» Exercise description
Emit only the lines from the line containing "Where can the girl's hair" through the last line of the entries, unchanged.

» Given entries
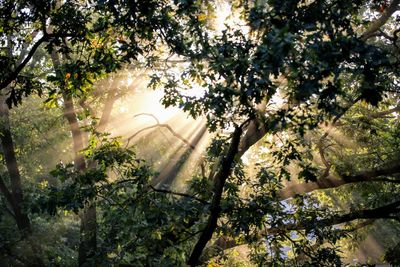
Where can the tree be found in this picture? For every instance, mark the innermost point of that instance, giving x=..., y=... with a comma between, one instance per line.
x=277, y=91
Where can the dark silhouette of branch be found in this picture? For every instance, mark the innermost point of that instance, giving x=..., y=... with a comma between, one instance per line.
x=179, y=194
x=215, y=209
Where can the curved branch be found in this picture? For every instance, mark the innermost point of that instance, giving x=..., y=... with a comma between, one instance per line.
x=215, y=209
x=158, y=124
x=332, y=182
x=179, y=194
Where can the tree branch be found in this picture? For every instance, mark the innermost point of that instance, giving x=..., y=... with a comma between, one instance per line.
x=215, y=209
x=179, y=194
x=332, y=182
x=377, y=24
x=158, y=124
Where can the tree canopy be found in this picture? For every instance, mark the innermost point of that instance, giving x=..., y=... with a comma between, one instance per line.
x=296, y=101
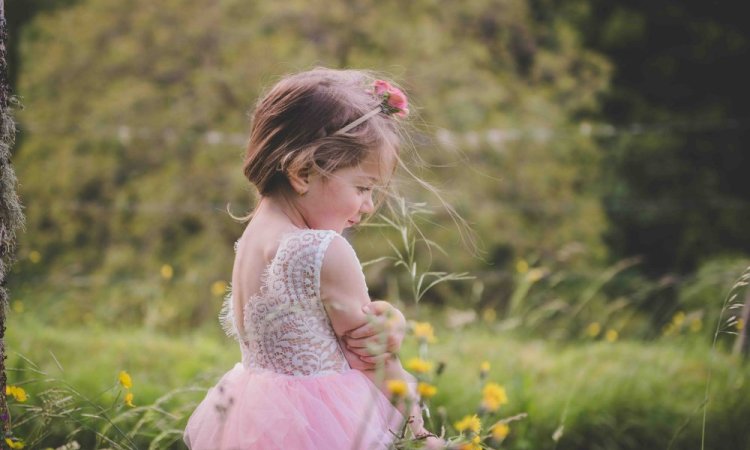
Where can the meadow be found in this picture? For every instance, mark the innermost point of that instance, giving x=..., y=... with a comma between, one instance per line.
x=600, y=393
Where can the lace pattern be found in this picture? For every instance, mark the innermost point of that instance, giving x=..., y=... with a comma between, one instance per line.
x=286, y=328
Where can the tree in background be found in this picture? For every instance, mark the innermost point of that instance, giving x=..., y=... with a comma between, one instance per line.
x=676, y=165
x=134, y=129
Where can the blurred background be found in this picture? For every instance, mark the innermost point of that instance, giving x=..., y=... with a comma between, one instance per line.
x=597, y=148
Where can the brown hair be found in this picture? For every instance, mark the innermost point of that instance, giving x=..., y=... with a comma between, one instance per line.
x=294, y=125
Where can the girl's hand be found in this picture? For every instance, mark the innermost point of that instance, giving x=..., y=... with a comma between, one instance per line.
x=381, y=336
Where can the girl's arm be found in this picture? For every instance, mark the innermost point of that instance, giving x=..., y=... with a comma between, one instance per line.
x=381, y=336
x=344, y=293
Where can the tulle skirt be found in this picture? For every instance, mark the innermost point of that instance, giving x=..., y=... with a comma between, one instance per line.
x=251, y=409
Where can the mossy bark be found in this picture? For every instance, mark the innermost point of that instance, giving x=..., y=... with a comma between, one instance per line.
x=11, y=216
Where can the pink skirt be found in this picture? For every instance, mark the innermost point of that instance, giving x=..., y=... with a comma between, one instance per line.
x=250, y=409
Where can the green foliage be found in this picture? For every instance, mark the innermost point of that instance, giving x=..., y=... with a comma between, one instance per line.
x=134, y=124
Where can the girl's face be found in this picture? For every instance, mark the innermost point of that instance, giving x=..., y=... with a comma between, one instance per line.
x=341, y=199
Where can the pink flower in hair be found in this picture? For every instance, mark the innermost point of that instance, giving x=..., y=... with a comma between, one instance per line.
x=394, y=99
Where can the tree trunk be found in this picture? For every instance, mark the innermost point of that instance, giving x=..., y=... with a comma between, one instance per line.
x=11, y=217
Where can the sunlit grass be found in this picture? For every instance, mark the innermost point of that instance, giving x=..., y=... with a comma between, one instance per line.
x=625, y=394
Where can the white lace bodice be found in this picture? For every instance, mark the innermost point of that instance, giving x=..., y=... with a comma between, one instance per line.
x=286, y=328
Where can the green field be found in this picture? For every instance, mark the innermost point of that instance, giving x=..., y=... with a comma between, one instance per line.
x=597, y=394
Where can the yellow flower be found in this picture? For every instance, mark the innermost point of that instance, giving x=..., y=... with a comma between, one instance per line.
x=500, y=431
x=397, y=388
x=17, y=443
x=18, y=306
x=35, y=256
x=470, y=423
x=426, y=390
x=473, y=445
x=418, y=365
x=593, y=329
x=219, y=288
x=125, y=380
x=18, y=393
x=423, y=331
x=493, y=396
x=167, y=272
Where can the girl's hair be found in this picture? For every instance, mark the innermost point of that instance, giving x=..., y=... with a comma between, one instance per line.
x=294, y=125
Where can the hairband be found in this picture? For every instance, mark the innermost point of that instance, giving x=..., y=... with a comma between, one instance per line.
x=393, y=101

» Solution for this problem
Where can the girl's hair be found in this picture? For every instance, mark the innermost point of that instance, giving x=..., y=... with a comma between, one instance per line.
x=294, y=125
Where can the hairband be found in this picture? For every instance, mark the innermost point of that instance, giving x=..., y=... with a comma between, one instance per line.
x=393, y=101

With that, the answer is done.